◆ **PROVIDED DATA**
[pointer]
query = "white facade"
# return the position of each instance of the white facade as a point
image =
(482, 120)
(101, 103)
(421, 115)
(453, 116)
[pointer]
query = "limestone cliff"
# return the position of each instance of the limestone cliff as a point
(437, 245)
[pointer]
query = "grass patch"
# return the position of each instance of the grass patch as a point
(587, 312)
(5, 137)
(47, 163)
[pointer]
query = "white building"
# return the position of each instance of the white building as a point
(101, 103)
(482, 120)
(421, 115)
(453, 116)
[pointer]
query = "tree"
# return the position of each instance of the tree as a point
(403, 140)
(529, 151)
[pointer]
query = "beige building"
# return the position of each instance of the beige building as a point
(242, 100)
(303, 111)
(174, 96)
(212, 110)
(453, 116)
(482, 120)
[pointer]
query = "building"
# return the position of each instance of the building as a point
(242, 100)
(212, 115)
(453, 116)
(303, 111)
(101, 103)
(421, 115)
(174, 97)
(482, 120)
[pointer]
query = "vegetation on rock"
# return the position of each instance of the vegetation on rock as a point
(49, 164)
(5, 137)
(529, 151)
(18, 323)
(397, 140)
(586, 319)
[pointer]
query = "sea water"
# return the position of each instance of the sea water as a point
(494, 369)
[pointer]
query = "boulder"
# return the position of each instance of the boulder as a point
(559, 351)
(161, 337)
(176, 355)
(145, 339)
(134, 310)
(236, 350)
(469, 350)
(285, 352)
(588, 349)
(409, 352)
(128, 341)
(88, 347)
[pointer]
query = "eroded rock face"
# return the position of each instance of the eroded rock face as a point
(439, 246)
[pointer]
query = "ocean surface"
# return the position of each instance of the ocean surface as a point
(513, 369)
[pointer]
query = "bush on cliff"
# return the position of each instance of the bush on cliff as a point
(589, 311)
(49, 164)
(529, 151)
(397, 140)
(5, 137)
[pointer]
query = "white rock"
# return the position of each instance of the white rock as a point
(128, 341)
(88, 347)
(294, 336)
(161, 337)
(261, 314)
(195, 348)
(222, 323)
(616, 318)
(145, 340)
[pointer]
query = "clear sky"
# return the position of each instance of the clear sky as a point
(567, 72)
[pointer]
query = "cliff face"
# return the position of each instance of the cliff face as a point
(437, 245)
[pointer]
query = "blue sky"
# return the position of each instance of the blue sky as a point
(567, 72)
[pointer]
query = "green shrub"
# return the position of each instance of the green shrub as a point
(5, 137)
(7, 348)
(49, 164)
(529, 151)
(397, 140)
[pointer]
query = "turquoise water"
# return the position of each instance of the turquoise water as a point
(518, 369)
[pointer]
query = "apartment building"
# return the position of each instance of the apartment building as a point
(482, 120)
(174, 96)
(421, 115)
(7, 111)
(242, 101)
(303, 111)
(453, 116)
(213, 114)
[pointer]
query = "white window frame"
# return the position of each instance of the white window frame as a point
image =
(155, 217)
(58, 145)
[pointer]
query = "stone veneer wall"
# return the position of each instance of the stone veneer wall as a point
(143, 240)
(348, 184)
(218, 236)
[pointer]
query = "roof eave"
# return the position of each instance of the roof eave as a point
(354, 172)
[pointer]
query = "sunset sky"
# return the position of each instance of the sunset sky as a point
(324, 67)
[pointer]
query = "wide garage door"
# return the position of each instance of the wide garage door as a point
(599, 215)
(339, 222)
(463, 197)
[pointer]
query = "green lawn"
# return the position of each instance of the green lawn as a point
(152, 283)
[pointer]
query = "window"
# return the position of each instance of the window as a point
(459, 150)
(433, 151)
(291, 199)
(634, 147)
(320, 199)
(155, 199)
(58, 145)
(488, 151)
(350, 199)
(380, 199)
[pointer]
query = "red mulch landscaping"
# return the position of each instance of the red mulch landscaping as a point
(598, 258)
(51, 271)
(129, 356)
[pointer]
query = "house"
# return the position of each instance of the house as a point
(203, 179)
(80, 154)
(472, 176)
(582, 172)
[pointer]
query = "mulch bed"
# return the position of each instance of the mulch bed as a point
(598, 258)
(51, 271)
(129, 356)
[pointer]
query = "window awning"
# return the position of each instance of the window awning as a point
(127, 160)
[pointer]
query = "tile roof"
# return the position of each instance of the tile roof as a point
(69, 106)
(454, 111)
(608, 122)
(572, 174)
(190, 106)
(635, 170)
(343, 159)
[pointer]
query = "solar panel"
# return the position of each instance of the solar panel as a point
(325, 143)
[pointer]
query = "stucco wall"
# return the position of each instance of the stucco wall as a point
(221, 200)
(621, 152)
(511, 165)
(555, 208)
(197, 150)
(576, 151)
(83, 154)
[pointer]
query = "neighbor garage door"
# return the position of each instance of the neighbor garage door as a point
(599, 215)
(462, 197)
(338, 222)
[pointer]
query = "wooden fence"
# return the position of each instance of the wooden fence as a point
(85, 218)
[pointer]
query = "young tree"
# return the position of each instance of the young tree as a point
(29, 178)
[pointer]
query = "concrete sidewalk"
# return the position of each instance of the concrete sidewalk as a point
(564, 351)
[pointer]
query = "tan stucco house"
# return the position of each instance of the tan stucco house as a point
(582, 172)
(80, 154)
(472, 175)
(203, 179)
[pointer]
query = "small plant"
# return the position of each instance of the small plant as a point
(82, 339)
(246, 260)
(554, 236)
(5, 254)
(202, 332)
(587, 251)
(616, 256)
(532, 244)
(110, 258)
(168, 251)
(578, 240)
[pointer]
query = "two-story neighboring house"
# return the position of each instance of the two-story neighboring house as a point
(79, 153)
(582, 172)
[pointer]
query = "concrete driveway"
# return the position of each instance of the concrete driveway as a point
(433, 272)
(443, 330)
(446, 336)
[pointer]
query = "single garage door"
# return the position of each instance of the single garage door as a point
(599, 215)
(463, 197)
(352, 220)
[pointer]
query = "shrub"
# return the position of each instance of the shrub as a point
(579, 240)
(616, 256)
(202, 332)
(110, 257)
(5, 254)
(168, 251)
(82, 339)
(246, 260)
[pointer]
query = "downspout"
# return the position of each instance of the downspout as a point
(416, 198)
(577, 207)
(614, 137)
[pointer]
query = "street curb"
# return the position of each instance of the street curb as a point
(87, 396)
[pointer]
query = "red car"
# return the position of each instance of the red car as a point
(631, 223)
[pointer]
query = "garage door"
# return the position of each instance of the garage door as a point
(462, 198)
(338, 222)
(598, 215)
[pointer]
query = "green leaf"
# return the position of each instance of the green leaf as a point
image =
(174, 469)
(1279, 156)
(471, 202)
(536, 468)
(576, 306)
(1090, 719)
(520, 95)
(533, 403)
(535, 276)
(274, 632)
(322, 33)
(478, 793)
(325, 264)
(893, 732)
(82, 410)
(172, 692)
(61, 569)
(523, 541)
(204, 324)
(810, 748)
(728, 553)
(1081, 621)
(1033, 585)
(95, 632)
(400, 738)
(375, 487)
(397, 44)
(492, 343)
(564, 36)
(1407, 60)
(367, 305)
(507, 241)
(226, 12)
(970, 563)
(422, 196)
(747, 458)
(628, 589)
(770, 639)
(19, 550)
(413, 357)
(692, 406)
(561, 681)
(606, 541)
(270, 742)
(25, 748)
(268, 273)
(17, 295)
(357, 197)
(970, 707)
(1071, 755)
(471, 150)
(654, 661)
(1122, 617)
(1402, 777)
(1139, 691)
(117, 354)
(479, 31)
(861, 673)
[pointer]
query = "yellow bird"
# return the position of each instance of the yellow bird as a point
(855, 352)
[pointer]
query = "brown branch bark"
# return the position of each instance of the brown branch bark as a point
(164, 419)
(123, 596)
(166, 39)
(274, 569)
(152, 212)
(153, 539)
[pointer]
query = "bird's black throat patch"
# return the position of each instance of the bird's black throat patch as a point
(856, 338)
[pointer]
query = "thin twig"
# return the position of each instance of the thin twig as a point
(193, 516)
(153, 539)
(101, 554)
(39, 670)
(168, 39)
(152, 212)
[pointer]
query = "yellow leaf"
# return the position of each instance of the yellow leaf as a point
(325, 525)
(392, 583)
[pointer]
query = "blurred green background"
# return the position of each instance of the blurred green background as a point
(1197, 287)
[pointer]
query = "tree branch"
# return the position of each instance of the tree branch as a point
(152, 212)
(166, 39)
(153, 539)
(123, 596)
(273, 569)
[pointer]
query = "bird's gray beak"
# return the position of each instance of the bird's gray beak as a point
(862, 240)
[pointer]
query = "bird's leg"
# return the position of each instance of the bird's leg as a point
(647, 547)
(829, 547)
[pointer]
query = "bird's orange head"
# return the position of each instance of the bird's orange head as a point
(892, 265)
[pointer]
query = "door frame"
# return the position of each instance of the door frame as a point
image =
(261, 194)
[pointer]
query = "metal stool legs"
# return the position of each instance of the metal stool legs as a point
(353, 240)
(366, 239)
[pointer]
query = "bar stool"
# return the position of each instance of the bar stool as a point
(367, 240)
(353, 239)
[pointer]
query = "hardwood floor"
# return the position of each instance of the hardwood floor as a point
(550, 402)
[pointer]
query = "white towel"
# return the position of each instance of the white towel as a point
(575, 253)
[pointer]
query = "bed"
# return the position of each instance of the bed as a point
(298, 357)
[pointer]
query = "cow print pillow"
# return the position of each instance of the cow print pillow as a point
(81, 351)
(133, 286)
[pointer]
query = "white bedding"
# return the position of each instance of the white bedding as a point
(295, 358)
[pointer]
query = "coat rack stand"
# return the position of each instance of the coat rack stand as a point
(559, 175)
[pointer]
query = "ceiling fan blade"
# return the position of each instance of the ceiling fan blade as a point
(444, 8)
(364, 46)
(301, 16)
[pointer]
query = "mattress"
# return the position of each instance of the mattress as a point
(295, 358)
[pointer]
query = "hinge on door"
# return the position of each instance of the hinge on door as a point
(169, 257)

◆ **WHAT THIS TASK INVOLVES**
Please return all lines from the records that hold the word "facade".

◆ **TASK RESULT**
query = "white facade"
# return the position of each instance of the white facade as a point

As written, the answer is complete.